**Exercise objective:** Below are records to be repeated in full. Give them exactly.

[Records drawn from a dataset]
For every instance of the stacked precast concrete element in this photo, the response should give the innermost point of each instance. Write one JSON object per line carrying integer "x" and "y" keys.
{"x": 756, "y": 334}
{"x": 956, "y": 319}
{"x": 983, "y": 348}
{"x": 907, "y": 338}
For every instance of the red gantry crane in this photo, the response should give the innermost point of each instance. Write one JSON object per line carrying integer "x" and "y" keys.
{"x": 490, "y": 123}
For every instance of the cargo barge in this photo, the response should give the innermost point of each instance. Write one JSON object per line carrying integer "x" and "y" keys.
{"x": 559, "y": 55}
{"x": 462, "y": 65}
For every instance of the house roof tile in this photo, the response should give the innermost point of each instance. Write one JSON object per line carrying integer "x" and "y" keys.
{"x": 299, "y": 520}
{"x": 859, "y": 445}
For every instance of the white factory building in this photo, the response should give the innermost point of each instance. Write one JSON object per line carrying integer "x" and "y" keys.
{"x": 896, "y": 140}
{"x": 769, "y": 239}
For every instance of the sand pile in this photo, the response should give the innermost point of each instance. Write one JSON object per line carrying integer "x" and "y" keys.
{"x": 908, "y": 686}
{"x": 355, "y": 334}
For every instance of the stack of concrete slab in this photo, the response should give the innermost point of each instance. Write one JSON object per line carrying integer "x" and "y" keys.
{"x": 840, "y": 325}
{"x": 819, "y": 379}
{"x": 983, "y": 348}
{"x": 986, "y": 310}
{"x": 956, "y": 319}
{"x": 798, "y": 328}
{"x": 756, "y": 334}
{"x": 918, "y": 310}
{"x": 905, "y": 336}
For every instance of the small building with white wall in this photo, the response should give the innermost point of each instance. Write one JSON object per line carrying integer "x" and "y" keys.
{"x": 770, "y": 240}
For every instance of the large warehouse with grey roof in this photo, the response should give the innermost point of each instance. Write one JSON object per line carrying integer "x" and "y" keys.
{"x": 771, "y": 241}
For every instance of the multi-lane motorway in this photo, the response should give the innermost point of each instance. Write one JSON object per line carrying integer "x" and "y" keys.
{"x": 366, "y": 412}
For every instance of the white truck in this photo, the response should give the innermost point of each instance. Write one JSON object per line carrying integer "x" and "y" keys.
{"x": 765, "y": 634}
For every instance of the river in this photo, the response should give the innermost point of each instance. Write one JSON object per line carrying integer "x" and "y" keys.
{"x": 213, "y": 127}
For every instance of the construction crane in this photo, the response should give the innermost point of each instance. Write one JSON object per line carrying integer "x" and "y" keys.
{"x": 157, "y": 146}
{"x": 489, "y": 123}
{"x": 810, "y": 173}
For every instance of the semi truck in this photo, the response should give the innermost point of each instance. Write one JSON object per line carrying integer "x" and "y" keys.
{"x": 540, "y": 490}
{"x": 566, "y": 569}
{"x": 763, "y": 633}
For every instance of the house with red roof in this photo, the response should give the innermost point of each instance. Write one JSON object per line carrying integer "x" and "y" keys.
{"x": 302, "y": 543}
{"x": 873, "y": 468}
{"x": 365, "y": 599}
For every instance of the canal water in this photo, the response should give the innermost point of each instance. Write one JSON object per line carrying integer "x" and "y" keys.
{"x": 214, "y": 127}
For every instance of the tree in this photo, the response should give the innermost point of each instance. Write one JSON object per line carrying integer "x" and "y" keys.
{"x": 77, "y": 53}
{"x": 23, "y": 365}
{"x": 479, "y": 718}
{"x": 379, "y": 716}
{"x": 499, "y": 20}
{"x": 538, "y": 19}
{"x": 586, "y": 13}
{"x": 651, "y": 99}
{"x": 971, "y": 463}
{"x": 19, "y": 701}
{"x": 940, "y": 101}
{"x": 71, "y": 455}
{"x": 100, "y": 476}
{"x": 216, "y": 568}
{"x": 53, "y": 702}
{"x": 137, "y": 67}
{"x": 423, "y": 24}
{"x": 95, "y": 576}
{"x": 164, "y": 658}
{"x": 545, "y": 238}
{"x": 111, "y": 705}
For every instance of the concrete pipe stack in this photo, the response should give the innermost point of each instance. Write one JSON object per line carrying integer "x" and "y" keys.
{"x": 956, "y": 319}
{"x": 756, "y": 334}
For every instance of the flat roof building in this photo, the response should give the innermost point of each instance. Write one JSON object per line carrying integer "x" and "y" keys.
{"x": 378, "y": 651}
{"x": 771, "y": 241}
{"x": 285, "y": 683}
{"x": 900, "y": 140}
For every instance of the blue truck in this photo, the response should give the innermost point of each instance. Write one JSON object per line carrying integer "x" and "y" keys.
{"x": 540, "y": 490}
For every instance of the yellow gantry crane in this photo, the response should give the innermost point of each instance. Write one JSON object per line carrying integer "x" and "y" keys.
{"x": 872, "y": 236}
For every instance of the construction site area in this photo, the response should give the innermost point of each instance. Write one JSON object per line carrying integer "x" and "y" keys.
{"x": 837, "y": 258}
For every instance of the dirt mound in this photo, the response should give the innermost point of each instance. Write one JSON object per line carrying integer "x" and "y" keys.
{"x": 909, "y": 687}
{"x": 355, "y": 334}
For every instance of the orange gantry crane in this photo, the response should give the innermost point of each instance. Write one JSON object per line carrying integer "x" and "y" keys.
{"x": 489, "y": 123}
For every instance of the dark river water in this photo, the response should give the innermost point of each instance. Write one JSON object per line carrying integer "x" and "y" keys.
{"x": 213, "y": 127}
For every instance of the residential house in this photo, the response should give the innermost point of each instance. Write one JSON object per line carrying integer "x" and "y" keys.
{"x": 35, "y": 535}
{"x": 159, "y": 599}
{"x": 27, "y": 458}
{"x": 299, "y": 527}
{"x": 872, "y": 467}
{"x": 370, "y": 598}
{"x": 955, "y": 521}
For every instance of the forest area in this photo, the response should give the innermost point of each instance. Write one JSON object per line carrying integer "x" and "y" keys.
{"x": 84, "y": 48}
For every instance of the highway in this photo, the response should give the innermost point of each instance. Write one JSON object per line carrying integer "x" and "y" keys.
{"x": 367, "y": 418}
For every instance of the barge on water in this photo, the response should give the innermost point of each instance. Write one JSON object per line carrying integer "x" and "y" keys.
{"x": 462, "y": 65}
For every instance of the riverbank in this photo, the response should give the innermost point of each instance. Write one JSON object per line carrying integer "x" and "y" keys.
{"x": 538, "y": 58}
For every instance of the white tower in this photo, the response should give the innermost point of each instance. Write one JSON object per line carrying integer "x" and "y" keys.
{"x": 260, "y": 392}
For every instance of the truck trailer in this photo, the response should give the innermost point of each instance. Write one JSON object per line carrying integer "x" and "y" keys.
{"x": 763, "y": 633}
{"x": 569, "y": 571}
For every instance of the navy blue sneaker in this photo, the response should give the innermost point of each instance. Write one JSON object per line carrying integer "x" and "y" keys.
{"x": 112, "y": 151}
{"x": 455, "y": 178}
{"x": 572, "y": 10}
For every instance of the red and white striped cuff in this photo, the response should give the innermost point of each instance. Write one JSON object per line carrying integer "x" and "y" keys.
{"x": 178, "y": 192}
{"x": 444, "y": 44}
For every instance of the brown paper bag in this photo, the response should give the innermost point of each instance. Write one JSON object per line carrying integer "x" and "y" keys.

**Result for this task:**
For every instance of the stacked precast concrete element in this photo, the response should give the innermost point of each instance. Write one JSON object per line carrying integer "x" and "y" keys.
{"x": 756, "y": 334}
{"x": 956, "y": 319}
{"x": 983, "y": 348}
{"x": 907, "y": 338}
For every instance of the red gantry crane in this photo, the response should give the innermost point of each instance. Write one JSON object per line carrying integer "x" and "y" keys.
{"x": 490, "y": 123}
For every instance of the cargo barge in this photo, the response should give the innermost point of each instance. Write one JSON object per line carrying integer "x" and "y" keys.
{"x": 559, "y": 55}
{"x": 462, "y": 65}
For every instance of the house roof tile in this photo, the response should give the innermost point of each instance. Write one JSON object per line carrying integer "x" and "y" keys.
{"x": 299, "y": 520}
{"x": 859, "y": 445}
For every instance of the white factory building in this photo, the response should give the innermost point of each instance. Write one JSON object per line carrying integer "x" and "y" keys.
{"x": 896, "y": 140}
{"x": 769, "y": 239}
For every instance of the sand pile in this photo, the response should give the innermost point of each instance. Write one JSON object per line carrying integer "x" and "y" keys.
{"x": 908, "y": 686}
{"x": 355, "y": 334}
For every instance of the stack of concrete slab in this photo, the response should give the innermost point of each instance. Write one JSON object per line carrying integer "x" and "y" keys.
{"x": 840, "y": 325}
{"x": 819, "y": 379}
{"x": 983, "y": 348}
{"x": 986, "y": 310}
{"x": 956, "y": 319}
{"x": 798, "y": 328}
{"x": 756, "y": 334}
{"x": 918, "y": 310}
{"x": 905, "y": 336}
For every instance of the small building with white wall in this photo, the response should give the innermost point of each instance. Write one JSON object per line carrying integer "x" and "y" keys.
{"x": 770, "y": 240}
For every instance of the large warehouse with grey roof in this photo, the response should give the innermost point of each instance. Write one JSON object per line carrying integer "x" and "y" keys.
{"x": 771, "y": 241}
For every instance of the multi-lane motorway in this photo, the response should give the innermost point of each instance. Write one JSON object per line carrying integer "x" and "y" keys.
{"x": 366, "y": 412}
For every instance of the white truck in this photo, the response should give the innermost point of each instance. Write one JSON object per line carrying integer "x" and "y" keys.
{"x": 765, "y": 634}
For every instance of the river in this photo, the response should give the innermost point of each instance. Write one JSON object per line carrying integer "x" and "y" keys.
{"x": 213, "y": 127}
For every instance of the construction crane in this photo, the response should give the innermost point of each instance. Write one JSON object per line carrying integer "x" and "y" keys.
{"x": 157, "y": 146}
{"x": 489, "y": 123}
{"x": 810, "y": 173}
For every instance of the semi truck in this photo, the response should give the innermost point of each instance. Write one JSON object per line carrying integer "x" and "y" keys.
{"x": 540, "y": 490}
{"x": 566, "y": 569}
{"x": 763, "y": 633}
For every instance of the house with red roof in this photo, the response should give the innermost point of each instance. Write one JSON object per line carrying integer "x" and "y" keys.
{"x": 302, "y": 543}
{"x": 873, "y": 468}
{"x": 365, "y": 599}
For every instance of the canal water in this photo, the response should give the innermost point of each instance. Write one JSON object per line carrying integer "x" and "y" keys.
{"x": 214, "y": 127}
For every instance of the tree in this photo, the response should give the innermost point of each instance. Write one JSON object per line carrying integer "x" and "y" keys.
{"x": 77, "y": 53}
{"x": 23, "y": 365}
{"x": 479, "y": 718}
{"x": 379, "y": 716}
{"x": 499, "y": 20}
{"x": 538, "y": 19}
{"x": 586, "y": 13}
{"x": 651, "y": 99}
{"x": 971, "y": 463}
{"x": 19, "y": 701}
{"x": 940, "y": 101}
{"x": 71, "y": 455}
{"x": 100, "y": 476}
{"x": 216, "y": 568}
{"x": 53, "y": 702}
{"x": 137, "y": 67}
{"x": 423, "y": 24}
{"x": 95, "y": 576}
{"x": 164, "y": 658}
{"x": 545, "y": 238}
{"x": 111, "y": 705}
For every instance of the concrete pipe stack in this photo, the response should give the innermost point of each instance. Write one JSON object per line carrying integer "x" and "y" keys.
{"x": 956, "y": 319}
{"x": 756, "y": 334}
For every instance of the flat roof building in this photo, the response should give the innermost point of each instance. Write one JSON object per line carrying integer "x" and "y" keys.
{"x": 378, "y": 651}
{"x": 771, "y": 241}
{"x": 285, "y": 683}
{"x": 900, "y": 140}
For every instance of the blue truck in this photo, the response should give the innermost point of each instance. Write one JSON object per line carrying integer "x" and "y" keys.
{"x": 540, "y": 490}
For every instance of the yellow gantry crane in this photo, the response should give the innermost point of each instance. Write one JSON object per line carrying integer "x" and "y" keys.
{"x": 872, "y": 236}
For every instance of the construction site area in this photo, the response should give the innermost point of each instance. Write one JSON object per line carrying integer "x" and "y" keys.
{"x": 837, "y": 258}
For every instance of the dirt mound in this photo, the response should give the innermost point of each instance. Write one JSON object per line carrying integer "x" and "y" keys.
{"x": 909, "y": 687}
{"x": 355, "y": 334}
For every instance of the orange gantry crane in this photo, the response should give the innermost point of each instance. Write one JSON object per line carrying integer "x" and "y" keys.
{"x": 489, "y": 123}
For every instance of the dark river water in this photo, the response should give the innermost point of each instance. Write one JSON object per line carrying integer "x" and "y" keys.
{"x": 213, "y": 127}
For every instance of the residential house in this photo, the response should give the innermost point of each instance. Write one JSON object per line carrying integer "x" and "y" keys.
{"x": 35, "y": 535}
{"x": 159, "y": 599}
{"x": 27, "y": 458}
{"x": 299, "y": 527}
{"x": 872, "y": 467}
{"x": 370, "y": 598}
{"x": 955, "y": 521}
For every instance of the forest area in this photo, the response should give the innermost point of each instance. Write one JSON object per line carrying integer "x" and "y" keys.
{"x": 84, "y": 48}
For every instance of the highway in this photo, the response should give the innermost point of each instance. Write one JSON object per line carrying integer "x" and "y" keys.
{"x": 367, "y": 418}
For every instance of the barge on water in this photo, the response should give the innermost point of each instance. Write one JSON object per line carrying integer "x" and "y" keys.
{"x": 462, "y": 65}
For every instance of the riverbank in this photo, the response should give the innermost point of each instance. Write one JSON object per line carrying integer "x" and "y" keys.
{"x": 538, "y": 58}
For every instance of the white tower in this photo, the response should give the innermost point of each instance. Write one JSON object per line carrying integer "x" and "y" keys.
{"x": 260, "y": 392}
For every instance of the truck trailer in this photo, the response should give the innermost point of each instance. Write one JSON object per line carrying integer "x" and "y" keys.
{"x": 763, "y": 633}
{"x": 569, "y": 571}
For every instance of the navy blue sneaker in this photo, the response should give the innermost point of each instance. Write one JSON object per line carrying integer "x" and "y" keys.
{"x": 112, "y": 151}
{"x": 455, "y": 178}
{"x": 572, "y": 10}
For every instance of the red and white striped cuff in this photo, the response should give the innermost point of each instance. Write one JSON object per line carrying integer "x" and "y" keys.
{"x": 178, "y": 192}
{"x": 444, "y": 44}
For every instance of the brown paper bag in this photo, the response should give the innermost point of each instance. Write one JSON object per line carrying integer "x" and "y" keys.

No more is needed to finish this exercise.